> [About this exercise]: Find all lines with the word "palm" in the material, then copy them.

> [Data supplied]:
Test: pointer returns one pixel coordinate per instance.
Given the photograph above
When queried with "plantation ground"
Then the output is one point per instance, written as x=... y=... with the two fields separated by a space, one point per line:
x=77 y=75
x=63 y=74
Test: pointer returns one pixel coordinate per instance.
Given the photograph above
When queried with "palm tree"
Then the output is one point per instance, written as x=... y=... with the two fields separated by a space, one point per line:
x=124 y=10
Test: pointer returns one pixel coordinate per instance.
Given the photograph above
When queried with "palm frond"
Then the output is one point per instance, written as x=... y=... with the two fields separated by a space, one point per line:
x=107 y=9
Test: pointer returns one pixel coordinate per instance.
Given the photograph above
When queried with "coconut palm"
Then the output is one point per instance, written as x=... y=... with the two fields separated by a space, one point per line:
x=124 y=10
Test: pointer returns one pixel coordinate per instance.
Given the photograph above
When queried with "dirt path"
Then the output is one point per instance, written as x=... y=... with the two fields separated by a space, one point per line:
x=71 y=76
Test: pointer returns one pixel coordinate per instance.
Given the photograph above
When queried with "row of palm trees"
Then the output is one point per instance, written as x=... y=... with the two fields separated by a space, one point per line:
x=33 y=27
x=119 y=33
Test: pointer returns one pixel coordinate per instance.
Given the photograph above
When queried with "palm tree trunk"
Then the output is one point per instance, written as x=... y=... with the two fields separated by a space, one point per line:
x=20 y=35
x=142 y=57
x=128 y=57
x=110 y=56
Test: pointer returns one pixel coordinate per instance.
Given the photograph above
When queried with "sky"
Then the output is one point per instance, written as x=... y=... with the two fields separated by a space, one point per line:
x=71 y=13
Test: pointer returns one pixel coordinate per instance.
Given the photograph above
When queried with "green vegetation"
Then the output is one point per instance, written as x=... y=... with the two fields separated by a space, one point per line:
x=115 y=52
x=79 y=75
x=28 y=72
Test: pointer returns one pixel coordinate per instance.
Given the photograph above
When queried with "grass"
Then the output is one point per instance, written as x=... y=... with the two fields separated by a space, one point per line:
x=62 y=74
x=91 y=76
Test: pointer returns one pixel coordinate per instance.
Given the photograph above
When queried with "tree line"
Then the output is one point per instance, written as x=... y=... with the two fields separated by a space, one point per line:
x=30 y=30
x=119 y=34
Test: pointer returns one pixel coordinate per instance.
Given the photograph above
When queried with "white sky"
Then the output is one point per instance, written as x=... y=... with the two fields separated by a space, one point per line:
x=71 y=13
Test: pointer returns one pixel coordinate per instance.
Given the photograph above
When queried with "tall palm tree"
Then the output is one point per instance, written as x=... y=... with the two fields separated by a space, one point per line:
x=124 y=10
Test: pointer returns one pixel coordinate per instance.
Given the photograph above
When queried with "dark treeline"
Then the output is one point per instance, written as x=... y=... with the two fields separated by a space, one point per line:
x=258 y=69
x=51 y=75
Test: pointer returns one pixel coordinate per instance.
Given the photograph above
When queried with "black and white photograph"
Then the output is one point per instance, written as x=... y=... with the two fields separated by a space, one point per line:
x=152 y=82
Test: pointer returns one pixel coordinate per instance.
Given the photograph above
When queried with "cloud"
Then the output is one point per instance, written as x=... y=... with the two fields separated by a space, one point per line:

> [Solution to the problem]:
When queried with "palm tree"
When queried with "palm frond"
When queried with "coconut palm"
When queried with "row of palm trees"
When queried with "palm tree trunk"
When queried with "tall palm tree"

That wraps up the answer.